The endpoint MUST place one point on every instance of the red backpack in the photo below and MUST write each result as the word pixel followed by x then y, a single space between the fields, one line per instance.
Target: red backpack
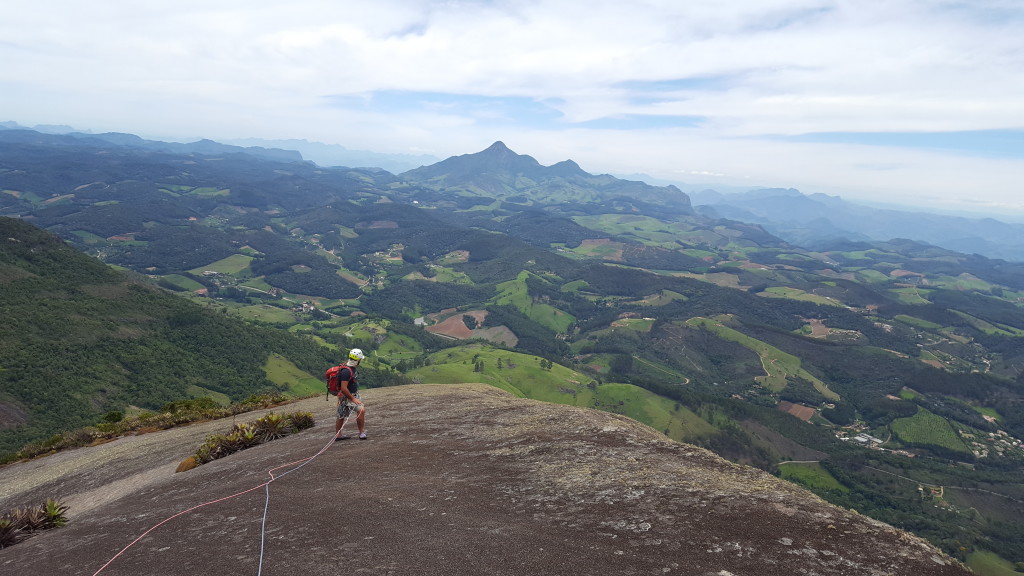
pixel 333 379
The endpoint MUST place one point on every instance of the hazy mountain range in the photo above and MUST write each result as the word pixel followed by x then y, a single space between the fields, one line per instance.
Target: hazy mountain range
pixel 867 362
pixel 817 221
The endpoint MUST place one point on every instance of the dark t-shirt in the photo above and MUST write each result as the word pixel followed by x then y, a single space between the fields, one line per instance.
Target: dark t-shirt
pixel 353 385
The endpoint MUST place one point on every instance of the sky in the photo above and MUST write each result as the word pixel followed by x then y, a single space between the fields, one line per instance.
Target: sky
pixel 914 103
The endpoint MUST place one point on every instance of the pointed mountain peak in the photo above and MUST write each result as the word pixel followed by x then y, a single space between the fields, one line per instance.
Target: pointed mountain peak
pixel 498 147
pixel 567 168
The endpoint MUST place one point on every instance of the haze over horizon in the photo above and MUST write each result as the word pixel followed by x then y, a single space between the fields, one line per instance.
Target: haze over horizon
pixel 910 103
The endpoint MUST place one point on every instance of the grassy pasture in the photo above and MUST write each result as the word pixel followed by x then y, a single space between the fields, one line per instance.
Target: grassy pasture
pixel 796 294
pixel 523 376
pixel 871 276
pixel 286 375
pixel 266 313
pixel 200 392
pixel 928 429
pixel 916 322
pixel 911 295
pixel 777 364
pixel 810 475
pixel 183 282
pixel 515 293
pixel 989 327
pixel 232 264
pixel 88 237
pixel 989 564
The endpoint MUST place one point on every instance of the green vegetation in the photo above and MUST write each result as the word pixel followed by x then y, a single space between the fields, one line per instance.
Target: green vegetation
pixel 614 295
pixel 289 377
pixel 18 524
pixel 243 436
pixel 987 564
pixel 926 428
pixel 233 264
pixel 777 365
pixel 810 475
pixel 115 423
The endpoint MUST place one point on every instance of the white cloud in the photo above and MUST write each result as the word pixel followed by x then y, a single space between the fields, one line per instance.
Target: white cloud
pixel 236 69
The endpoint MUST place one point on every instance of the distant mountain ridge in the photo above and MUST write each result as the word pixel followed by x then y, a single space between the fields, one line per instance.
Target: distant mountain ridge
pixel 505 175
pixel 817 220
pixel 595 291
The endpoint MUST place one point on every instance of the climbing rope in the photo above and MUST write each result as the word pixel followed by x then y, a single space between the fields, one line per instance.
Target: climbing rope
pixel 266 507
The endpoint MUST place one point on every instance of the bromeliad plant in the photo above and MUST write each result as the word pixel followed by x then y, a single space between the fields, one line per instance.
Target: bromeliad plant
pixel 270 426
pixel 20 523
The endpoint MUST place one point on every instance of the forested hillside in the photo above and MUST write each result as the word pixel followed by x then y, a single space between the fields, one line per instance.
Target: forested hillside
pixel 887 368
pixel 80 339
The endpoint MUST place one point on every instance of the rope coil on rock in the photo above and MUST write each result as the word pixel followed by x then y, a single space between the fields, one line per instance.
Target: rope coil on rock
pixel 266 507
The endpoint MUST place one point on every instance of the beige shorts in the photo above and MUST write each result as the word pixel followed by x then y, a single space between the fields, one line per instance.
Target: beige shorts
pixel 345 408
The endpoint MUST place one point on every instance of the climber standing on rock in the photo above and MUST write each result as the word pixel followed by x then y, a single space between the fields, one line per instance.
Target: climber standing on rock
pixel 341 380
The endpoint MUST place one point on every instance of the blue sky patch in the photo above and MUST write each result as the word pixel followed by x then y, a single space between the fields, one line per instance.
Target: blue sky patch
pixel 485 110
pixel 992 144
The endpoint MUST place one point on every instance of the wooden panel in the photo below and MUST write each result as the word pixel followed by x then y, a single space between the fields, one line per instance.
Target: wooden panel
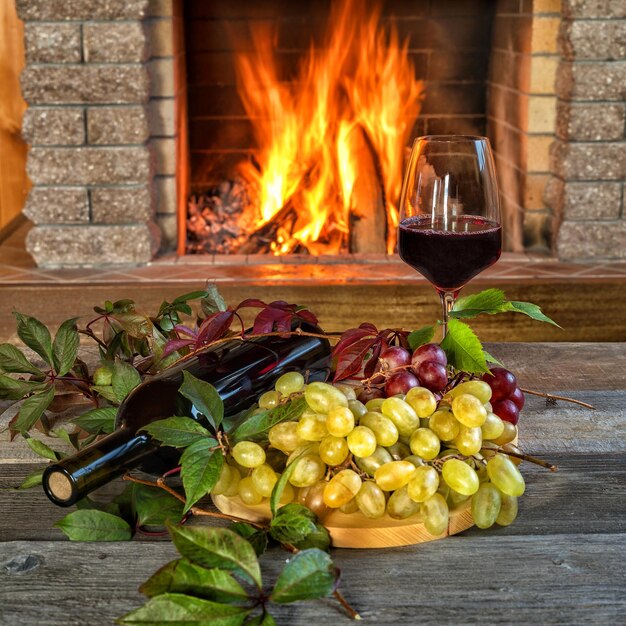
pixel 14 184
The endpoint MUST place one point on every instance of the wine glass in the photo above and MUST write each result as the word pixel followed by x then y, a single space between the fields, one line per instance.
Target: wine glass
pixel 450 227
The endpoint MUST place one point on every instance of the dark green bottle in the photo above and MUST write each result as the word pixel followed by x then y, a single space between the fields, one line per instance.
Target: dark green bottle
pixel 239 370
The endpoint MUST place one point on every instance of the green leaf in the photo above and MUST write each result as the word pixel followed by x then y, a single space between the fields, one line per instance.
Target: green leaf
pixel 183 576
pixel 35 335
pixel 256 537
pixel 421 336
pixel 125 379
pixel 200 467
pixel 178 431
pixel 256 427
pixel 204 397
pixel 65 347
pixel 530 309
pixel 217 547
pixel 40 448
pixel 12 359
pixel 97 420
pixel 308 575
pixel 292 524
pixel 31 410
pixel 179 610
pixel 16 389
pixel 94 525
pixel 463 348
pixel 154 506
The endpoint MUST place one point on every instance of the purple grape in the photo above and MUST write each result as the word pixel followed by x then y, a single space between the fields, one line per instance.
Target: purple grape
pixel 433 375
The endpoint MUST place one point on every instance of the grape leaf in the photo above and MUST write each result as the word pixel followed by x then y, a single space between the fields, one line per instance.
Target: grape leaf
pixel 183 576
pixel 204 397
pixel 12 359
pixel 65 346
pixel 421 336
pixel 200 470
pixel 178 609
pixel 94 525
pixel 217 547
pixel 463 348
pixel 308 575
pixel 178 431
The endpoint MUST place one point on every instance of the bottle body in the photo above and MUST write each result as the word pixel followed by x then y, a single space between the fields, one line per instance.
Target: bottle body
pixel 239 370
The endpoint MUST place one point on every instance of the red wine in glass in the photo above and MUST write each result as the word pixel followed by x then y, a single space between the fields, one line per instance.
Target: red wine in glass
pixel 449 257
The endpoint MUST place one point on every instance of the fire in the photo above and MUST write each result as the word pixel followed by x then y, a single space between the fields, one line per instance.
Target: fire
pixel 358 89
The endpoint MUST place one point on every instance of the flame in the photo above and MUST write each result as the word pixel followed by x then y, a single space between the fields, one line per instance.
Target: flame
pixel 362 80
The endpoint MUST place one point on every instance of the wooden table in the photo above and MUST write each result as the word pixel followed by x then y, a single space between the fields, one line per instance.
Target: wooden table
pixel 563 560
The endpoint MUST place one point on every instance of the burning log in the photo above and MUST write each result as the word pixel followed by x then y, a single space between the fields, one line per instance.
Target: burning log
pixel 368 218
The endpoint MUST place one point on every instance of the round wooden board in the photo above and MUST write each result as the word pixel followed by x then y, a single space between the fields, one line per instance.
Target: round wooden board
pixel 357 531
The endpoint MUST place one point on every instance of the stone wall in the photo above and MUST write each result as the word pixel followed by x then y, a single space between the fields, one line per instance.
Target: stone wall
pixel 100 125
pixel 589 155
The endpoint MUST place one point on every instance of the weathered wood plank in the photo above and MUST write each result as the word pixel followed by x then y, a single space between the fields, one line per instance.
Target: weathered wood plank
pixel 561 579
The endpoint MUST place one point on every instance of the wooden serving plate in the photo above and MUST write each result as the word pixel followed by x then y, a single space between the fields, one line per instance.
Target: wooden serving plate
pixel 356 530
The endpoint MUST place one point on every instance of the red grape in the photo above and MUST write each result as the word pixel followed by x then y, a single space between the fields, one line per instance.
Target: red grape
pixel 517 397
pixel 506 410
pixel 428 352
pixel 433 375
pixel 400 383
pixel 502 383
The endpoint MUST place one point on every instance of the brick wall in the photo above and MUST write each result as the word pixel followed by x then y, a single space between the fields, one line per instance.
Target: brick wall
pixel 589 156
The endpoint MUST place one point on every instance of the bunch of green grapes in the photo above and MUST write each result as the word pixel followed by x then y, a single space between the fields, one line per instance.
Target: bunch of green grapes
pixel 404 456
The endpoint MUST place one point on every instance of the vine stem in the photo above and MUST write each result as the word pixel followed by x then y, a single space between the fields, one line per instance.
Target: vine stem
pixel 551 396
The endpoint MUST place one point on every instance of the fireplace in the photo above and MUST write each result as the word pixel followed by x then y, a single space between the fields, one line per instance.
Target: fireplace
pixel 134 110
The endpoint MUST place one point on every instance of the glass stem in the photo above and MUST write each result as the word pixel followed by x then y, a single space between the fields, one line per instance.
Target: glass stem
pixel 447 302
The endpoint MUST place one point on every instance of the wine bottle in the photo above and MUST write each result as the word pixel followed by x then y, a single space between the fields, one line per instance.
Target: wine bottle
pixel 239 370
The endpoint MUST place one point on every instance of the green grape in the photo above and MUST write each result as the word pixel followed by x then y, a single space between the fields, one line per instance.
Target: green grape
pixel 269 400
pixel 247 492
pixel 374 404
pixel 346 390
pixel 493 427
pixel 422 400
pixel 312 427
pixel 505 475
pixel 383 428
pixel 403 415
pixel 358 408
pixel 291 382
pixel 340 421
pixel 248 454
pixel 371 500
pixel 284 437
pixel 308 470
pixel 392 476
pixel 371 463
pixel 508 510
pixel 361 441
pixel 322 397
pixel 469 440
pixel 486 503
pixel 423 484
pixel 436 514
pixel 399 451
pixel 460 477
pixel 400 506
pixel 342 487
pixel 223 481
pixel 264 478
pixel 469 410
pixel 508 434
pixel 444 425
pixel 333 450
pixel 477 388
pixel 425 443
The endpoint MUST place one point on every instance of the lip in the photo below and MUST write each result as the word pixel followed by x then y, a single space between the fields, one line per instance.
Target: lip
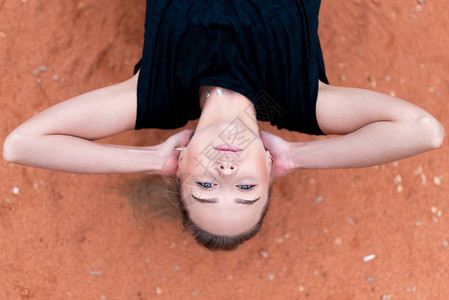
pixel 228 148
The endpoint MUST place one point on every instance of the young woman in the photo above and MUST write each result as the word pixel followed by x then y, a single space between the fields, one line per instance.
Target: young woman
pixel 230 64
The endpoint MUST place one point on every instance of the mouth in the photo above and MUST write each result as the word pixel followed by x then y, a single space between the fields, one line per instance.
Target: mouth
pixel 228 148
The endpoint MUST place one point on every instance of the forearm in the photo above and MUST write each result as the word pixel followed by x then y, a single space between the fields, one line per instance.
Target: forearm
pixel 375 143
pixel 77 155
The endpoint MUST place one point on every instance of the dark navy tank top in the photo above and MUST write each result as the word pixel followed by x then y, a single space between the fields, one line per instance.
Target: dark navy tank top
pixel 266 50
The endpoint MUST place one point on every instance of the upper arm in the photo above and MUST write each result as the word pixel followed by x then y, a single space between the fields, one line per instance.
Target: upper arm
pixel 341 110
pixel 93 115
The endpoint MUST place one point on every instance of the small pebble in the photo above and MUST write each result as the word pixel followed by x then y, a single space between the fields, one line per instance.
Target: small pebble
pixel 423 179
pixel 42 69
pixel 263 254
pixel 437 180
pixel 397 179
pixel 95 273
pixel 369 257
pixel 158 290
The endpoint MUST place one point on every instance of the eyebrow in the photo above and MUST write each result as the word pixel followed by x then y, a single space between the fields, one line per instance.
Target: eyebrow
pixel 215 200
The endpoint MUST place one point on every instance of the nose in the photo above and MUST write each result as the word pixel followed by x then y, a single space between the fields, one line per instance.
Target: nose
pixel 227 167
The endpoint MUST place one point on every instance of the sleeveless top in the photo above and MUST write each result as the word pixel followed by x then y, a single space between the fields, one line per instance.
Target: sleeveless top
pixel 267 50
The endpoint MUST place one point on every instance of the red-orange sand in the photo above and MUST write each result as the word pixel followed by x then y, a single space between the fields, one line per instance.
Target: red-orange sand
pixel 67 236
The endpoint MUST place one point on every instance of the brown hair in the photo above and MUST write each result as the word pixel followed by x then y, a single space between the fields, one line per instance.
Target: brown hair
pixel 157 196
pixel 218 242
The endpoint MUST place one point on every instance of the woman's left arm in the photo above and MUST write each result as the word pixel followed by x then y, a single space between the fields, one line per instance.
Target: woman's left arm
pixel 374 128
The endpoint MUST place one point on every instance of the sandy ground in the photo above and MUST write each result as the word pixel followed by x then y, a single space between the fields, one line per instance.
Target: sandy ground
pixel 67 236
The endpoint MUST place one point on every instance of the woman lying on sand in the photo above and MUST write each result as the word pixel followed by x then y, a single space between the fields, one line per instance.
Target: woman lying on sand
pixel 230 64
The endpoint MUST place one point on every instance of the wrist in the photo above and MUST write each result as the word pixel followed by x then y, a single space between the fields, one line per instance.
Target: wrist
pixel 295 157
pixel 152 160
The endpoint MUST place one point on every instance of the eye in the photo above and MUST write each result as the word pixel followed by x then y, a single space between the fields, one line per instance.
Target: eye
pixel 246 186
pixel 205 185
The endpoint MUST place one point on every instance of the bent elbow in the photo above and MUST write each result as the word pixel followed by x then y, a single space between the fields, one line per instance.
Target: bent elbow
pixel 434 131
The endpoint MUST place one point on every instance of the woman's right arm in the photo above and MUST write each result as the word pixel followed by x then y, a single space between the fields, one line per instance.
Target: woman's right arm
pixel 61 137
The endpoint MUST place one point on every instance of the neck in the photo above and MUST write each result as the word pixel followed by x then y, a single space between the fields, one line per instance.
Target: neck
pixel 225 109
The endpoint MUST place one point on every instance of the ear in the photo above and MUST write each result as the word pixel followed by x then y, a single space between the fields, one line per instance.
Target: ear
pixel 269 155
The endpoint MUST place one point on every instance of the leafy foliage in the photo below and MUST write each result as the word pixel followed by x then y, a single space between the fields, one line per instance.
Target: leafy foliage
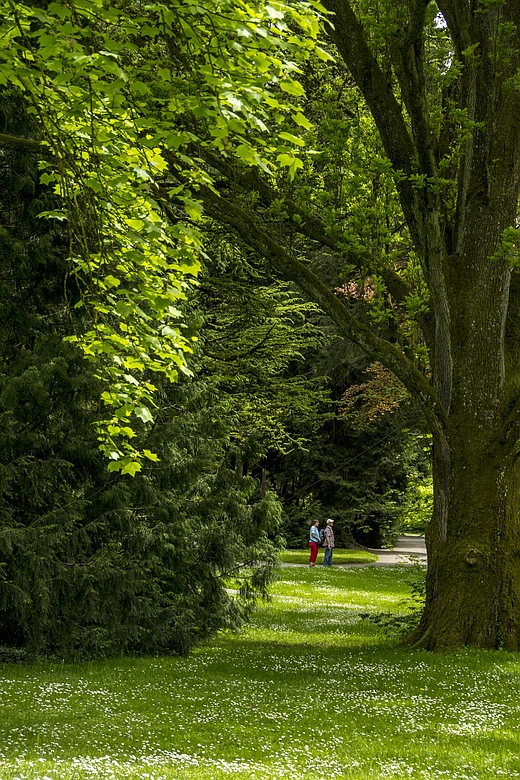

**Exercise aim**:
Return the lines of the records word for word, from the line with "of the grape" up to and including the line with "pixel 357 531".

**Task solution**:
The endpoint MUST place one point on every instance of the grape leaf in the photo above and MUST write each result as the word pixel followed by x then y, a single space between the fields, one line per instance.
Target: grape leaf
pixel 183 576
pixel 204 397
pixel 12 359
pixel 65 346
pixel 421 336
pixel 200 470
pixel 178 609
pixel 94 525
pixel 217 547
pixel 463 348
pixel 308 575
pixel 178 431
The endpoint MUST place one point on every instance of the bottle body in the photo above and MUST write each result as the word pixel followed by x then y, a single space between the fields, one line per instance.
Target: bottle body
pixel 239 370
The endpoint MUST place one point on every instance of the red wine in glass in the photo above and MUST write each result as the word pixel followed by x then y, a single space between the fields, one line per instance.
Target: red wine in glass
pixel 449 257
The endpoint MUST place one point on every instance of the fire in the photo above and MUST write each result as the word pixel followed by x then y, a single space between the fields, one line per instance.
Target: fire
pixel 358 89
The endpoint MUST place one point on every instance of the flame in the photo above and MUST write each result as the word pixel followed by x then y, a single space between the fields, one line per instance.
Target: flame
pixel 362 80
The endpoint MUST place one point on every instance of the wooden table in the photo above and MUST write each result as the word pixel followed by x then y, a single space between the fields, one line per instance.
Target: wooden table
pixel 563 560
The endpoint MUST place one point on every instance of the burning log in the photo above and MUST write each result as the word pixel followed by x then y, a single space between the fields, one line per instance.
Target: burning log
pixel 368 218
The endpoint MUST place one point on every instance of the round wooden board in the photo above and MUST write each result as the word pixel followed by x then y, a single space between the fields, one line per instance.
Target: round wooden board
pixel 357 531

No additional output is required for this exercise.